• What you have to do
Return every line of the listing below unchanged and in its original order.

-- START --

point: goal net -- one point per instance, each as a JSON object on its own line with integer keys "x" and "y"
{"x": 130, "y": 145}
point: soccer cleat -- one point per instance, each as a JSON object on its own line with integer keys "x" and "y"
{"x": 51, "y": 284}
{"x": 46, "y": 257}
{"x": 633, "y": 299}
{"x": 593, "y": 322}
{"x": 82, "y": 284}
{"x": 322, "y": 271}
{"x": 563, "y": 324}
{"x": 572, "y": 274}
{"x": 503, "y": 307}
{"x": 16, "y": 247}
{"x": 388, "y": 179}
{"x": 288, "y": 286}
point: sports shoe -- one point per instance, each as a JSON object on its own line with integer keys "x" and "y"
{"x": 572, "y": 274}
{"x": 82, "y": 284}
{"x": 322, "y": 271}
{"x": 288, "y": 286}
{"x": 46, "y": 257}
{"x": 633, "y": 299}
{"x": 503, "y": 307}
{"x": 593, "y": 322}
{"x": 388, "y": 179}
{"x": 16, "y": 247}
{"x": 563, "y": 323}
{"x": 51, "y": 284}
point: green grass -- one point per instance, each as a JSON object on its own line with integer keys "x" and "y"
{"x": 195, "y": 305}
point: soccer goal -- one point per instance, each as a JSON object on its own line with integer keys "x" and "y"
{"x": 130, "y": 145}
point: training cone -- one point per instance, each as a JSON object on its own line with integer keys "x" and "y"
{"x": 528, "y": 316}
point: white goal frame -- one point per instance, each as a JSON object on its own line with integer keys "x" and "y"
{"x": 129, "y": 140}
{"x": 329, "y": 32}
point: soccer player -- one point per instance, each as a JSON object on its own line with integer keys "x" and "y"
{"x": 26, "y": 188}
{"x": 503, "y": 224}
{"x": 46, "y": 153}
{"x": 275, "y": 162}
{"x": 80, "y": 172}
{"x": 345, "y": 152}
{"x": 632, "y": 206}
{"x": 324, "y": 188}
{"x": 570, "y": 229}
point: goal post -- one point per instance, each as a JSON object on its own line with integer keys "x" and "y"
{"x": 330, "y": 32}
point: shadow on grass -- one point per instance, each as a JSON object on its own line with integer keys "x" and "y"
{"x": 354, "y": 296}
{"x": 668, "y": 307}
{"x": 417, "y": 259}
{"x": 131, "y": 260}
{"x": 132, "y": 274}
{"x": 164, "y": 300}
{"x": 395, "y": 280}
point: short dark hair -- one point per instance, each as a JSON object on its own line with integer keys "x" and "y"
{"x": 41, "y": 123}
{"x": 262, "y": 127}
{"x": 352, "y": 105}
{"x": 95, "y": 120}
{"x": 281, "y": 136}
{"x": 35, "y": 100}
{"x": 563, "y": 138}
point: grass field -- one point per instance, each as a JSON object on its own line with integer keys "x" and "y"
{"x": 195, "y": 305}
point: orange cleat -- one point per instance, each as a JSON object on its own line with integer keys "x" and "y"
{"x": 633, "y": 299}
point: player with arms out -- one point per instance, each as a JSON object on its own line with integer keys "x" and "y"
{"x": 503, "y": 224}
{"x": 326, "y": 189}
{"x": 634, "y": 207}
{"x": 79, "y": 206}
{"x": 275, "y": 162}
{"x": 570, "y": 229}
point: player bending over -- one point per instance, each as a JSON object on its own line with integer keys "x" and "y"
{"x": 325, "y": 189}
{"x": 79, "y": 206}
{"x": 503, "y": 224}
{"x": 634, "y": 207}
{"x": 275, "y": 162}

-- END --

• Full solution
point: goal net -- one point per instance, each as a JSON object on its own line with integer keys "x" and "y"
{"x": 130, "y": 145}
point: soccer cleat -- one point per instance, each as a JSON object on its own line with integer keys "x" and "y"
{"x": 51, "y": 284}
{"x": 46, "y": 257}
{"x": 633, "y": 299}
{"x": 593, "y": 322}
{"x": 82, "y": 284}
{"x": 322, "y": 271}
{"x": 563, "y": 324}
{"x": 572, "y": 274}
{"x": 503, "y": 307}
{"x": 16, "y": 247}
{"x": 388, "y": 179}
{"x": 288, "y": 286}
point: sports shoe -- one point per instance, each as a JSON object on its own line with integer keys "x" and "y"
{"x": 572, "y": 274}
{"x": 82, "y": 284}
{"x": 322, "y": 271}
{"x": 288, "y": 286}
{"x": 46, "y": 257}
{"x": 633, "y": 299}
{"x": 503, "y": 307}
{"x": 593, "y": 322}
{"x": 388, "y": 179}
{"x": 16, "y": 247}
{"x": 563, "y": 323}
{"x": 51, "y": 284}
point: green grass -- one point per instance, each as a JSON object on its own line with integer keys "x" and "y"
{"x": 195, "y": 305}
point: soccer goal -- one point per instance, each as a JSON object on its own line with integer keys "x" and "y"
{"x": 130, "y": 145}
point: training cone -- one point per instance, each as a JSON object on its own line with integer keys "x" and "y"
{"x": 528, "y": 316}
point: white goal frame -- one point per instance, each as a JSON object on its own line with integer keys "x" and "y"
{"x": 129, "y": 140}
{"x": 329, "y": 32}
point: soccer player -- one point per instance, each as a JSON object on its own line with integer keys "x" and "y"
{"x": 26, "y": 188}
{"x": 503, "y": 224}
{"x": 46, "y": 153}
{"x": 275, "y": 162}
{"x": 80, "y": 172}
{"x": 345, "y": 152}
{"x": 632, "y": 206}
{"x": 324, "y": 188}
{"x": 570, "y": 229}
point: goal post -- one point per instance, each as a JSON object on its own line with integer keys "x" and "y"
{"x": 330, "y": 32}
point: shadow on grass -- one point per instance, each as a JSON object on its own line with integer keys "x" and "y"
{"x": 354, "y": 296}
{"x": 668, "y": 307}
{"x": 417, "y": 259}
{"x": 131, "y": 260}
{"x": 132, "y": 274}
{"x": 164, "y": 300}
{"x": 395, "y": 280}
point: short dark hair -- one point per instance, each as a JSON object on its own line with integer keys "x" and "y"
{"x": 41, "y": 123}
{"x": 262, "y": 127}
{"x": 352, "y": 105}
{"x": 95, "y": 120}
{"x": 281, "y": 136}
{"x": 35, "y": 100}
{"x": 563, "y": 138}
point: grass field -- one point per instance, each as a JSON object on its own line with integer keys "x" and "y"
{"x": 195, "y": 305}
point: orange cleat -- one point per instance, each as a JSON object on its own line with integer keys "x" and "y"
{"x": 633, "y": 299}
point: player with arms out -- one point per instance, each as a JSON object on its own line with integer keys "x" and "y"
{"x": 503, "y": 224}
{"x": 326, "y": 189}
{"x": 634, "y": 207}
{"x": 79, "y": 206}
{"x": 275, "y": 162}
{"x": 570, "y": 229}
point: player bending over -- one point per instance, each as a JSON object on its own line with integer keys "x" and "y"
{"x": 325, "y": 189}
{"x": 79, "y": 206}
{"x": 503, "y": 224}
{"x": 634, "y": 207}
{"x": 275, "y": 162}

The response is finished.